◆ TO DO
1) List every treatment option for pneumothorax that the pneumothorax study names.
2) Rewrite the part of the pneumothorax study that begins at the words "Pneumothorax patients may" and stops after "patients are required.", replacing "elderly" with "older".

◆ DOCUMENT EXTRACT
────────────────────
The aims of the study were to investigate psychological distress in pneumothorax patients.


A cohort study was performed in 101 patients with spontaneous pneumothorax. They were divided into three groups: (A) under 19 years old, (B) those of an intermediate age, and (C) over 45 years old. General well-being [Psychological Wellbeing Index-Short Form (PWI-SF)], traumatic event [Impact of Event Scale (IES)], and resilience [Life Orientation Test-Revised (LOT-R)] were assessed.


There were 35 patients in Group A, 51 in B, and 15 in C. The mean length of hospital stay was five days in all patients. The overall recurrence rate after surgery was 8%. All patients were under severe stress and reported an average PWI-SF score of 39. The IES score was 27, which did not meet the criteria for post-traumatic stress disorder but was higher in Group C than in the other groups (p=0.02). Age and operation were significant factors for a high IES, but age was the only significant factor according to multivariate analysis.


Pneumothorax patients may be at high risk for severe stress. Moreover, post-traumatic stress was higher in elderly patients. Actions to reduce the psychological problems in these patients are required.


Pneumothorax is an irritating disorder that presents with a variable spectrum. It may develop in young and healthy people (primary, spontaneous pneumothorax) or as a complication of an underlying lung disorder (secondary pneumothorax).1 Moreover, its treatment options are also variable. Observation, air aspiration, and chest tube insertion are generally recommended for the first episode of pneumothorax, while chemical pleurodesis, video-assisted thoracic surgery (VATS) and thoracotomy may be useful for recurrent or persistent pneumothorax.2 Despite newer treatments that use VATS, the recurrence rate is still reported to be from 1.8-4% to 9% in cases of secondary pneumothorax.3,4,5,6 In other words, patients in all age groups suffer not only from pneumothorax and its related symptoms but also from a fear of the condition's recurrence. Few reports have documented psychopathological abnormalities in patients with pneumothorax.7,8,9 One study investigated the etiology of primary spontaneous pneumothorax and suggested an association between anger and primary spontaneous pneumothorax.7 Other studies also investigated psychological factors, including depression, anxiety, and anger in patients with pneumothorax compared with normal individuals but the result is not consistent.8,9
The fear and pain associated with a pneumothorax contribute to the overall stress level of these patients and include the initial pain, the emergency department (ED) experience, the diagnosis and follow-up appointments, chest tube insertions, and corrective surgery. Few studies have evaluated psychological distress in pneumothorax patients. The prevalence rate of post-traumatic stress disorder (PTSD) varies from 1-32%.10,11 A substantial number of pneumothorax patients do not fulfill the diagnostic criteria for PTSD but may still exhibit clinically relevant psychological symptoms. In this study, we evaluated the current level of distress and related symptoms among a sample of spontaneous pneumothorax patients using the Impact of Events Scale (IES). To identify factors that influenced psychological distress, we assessed the relationships between demographic factors (e.g., age), clinical factors (e.g., length of hospital stay and management methods) and IES scores. Post-traumatic stress symptoms decrease over time, and resilience plays an important role in producing transient and low levels of symptoms soon after the event as well as maintaining a low incidence during the follow-up period.12 Few studies have investigated the health-related quality of life, stress, or psychological problems experienced by pneumothorax patients. In this study, we used a revised version of the Life Orientation Test (LOT)13 because it is widely used to investigate the relationship between exposure to traumatic events and resilience to trauma. In addition, the IES intrusion and avoidance subscales were evaluated to understand which factors that affect psychological distress may be best suited to identify those patients at risk for distress.
────────────────────
◆ LISTED RECORDS
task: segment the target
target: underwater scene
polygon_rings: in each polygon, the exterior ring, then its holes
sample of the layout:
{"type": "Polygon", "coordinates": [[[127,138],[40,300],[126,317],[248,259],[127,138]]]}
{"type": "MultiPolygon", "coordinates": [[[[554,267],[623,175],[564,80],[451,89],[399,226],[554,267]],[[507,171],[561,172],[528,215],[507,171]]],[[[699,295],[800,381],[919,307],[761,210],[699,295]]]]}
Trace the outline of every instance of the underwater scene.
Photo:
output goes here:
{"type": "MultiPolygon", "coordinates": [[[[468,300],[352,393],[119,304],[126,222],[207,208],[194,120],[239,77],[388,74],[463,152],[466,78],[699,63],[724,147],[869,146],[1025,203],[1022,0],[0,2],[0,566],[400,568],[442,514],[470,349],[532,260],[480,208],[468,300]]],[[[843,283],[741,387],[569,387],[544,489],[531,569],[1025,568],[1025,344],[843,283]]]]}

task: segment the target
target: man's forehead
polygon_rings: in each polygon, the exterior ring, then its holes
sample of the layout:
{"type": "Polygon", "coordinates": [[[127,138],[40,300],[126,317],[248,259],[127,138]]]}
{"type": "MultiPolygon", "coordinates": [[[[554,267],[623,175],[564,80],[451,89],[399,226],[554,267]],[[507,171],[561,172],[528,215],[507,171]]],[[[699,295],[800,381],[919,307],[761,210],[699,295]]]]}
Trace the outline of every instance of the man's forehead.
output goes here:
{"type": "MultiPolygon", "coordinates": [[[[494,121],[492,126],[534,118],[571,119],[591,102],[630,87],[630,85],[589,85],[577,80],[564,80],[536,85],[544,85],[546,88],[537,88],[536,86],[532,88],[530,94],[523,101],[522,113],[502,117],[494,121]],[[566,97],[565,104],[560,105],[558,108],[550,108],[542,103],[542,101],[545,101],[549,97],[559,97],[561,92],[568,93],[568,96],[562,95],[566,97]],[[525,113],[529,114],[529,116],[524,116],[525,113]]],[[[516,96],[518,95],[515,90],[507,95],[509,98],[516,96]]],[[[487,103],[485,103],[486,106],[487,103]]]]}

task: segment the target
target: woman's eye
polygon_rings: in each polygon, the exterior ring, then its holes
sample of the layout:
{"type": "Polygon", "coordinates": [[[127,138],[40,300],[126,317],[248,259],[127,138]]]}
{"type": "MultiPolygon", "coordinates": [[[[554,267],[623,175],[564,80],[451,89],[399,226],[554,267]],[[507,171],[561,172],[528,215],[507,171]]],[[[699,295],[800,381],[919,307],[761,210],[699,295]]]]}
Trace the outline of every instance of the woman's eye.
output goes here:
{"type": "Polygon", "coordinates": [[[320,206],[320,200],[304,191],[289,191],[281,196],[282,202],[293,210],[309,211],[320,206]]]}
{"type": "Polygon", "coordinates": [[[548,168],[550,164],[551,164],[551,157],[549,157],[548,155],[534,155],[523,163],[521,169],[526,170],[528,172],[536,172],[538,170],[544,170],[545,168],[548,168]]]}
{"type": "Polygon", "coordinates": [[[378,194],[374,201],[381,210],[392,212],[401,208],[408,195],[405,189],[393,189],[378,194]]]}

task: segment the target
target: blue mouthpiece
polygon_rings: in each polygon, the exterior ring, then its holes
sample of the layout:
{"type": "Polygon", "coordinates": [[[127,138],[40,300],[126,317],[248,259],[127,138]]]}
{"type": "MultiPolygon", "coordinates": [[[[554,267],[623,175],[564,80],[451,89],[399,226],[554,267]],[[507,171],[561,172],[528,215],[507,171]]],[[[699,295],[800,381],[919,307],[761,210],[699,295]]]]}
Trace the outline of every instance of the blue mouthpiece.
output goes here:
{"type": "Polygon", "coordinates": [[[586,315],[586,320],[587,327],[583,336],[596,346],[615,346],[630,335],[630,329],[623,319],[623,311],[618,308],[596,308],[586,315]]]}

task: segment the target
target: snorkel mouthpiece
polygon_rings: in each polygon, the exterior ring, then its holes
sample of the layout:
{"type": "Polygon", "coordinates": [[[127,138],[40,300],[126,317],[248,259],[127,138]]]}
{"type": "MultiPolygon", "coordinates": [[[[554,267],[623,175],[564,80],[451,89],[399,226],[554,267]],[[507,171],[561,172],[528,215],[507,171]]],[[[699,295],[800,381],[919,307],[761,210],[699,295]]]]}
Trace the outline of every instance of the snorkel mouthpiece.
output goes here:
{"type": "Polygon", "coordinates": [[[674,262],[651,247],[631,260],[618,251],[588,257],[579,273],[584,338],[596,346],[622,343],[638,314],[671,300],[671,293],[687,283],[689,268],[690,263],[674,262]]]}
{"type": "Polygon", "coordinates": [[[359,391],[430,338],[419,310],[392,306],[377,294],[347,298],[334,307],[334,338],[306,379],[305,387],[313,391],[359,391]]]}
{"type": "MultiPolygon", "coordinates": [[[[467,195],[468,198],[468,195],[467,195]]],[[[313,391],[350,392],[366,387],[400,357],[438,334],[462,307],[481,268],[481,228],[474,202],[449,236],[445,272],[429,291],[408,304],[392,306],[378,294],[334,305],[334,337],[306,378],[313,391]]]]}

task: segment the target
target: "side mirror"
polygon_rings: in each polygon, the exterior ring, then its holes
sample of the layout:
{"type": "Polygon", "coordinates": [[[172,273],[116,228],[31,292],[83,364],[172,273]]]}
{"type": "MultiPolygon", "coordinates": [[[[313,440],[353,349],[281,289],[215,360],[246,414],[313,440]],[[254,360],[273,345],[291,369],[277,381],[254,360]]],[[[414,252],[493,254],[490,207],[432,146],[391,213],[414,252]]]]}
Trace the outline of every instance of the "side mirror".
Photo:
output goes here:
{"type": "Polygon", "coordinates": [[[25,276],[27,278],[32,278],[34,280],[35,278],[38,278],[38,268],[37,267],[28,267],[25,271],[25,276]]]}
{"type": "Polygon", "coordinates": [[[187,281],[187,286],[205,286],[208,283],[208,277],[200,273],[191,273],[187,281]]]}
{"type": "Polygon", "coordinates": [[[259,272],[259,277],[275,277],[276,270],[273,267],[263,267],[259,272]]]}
────────────────────
◆ RESPONSES BY TASK
1)
Observation
Air aspiration
Chest tube insertion
Chemical pleurodesis
Video-assisted thoracic surgery (VATS)
Thoracotomy

2)
Pneumothorax patients may be at high risk for severe stress. Moreover, post-traumatic stress was higher in older patients. Actions to reduce the psychological problems in these patients are required.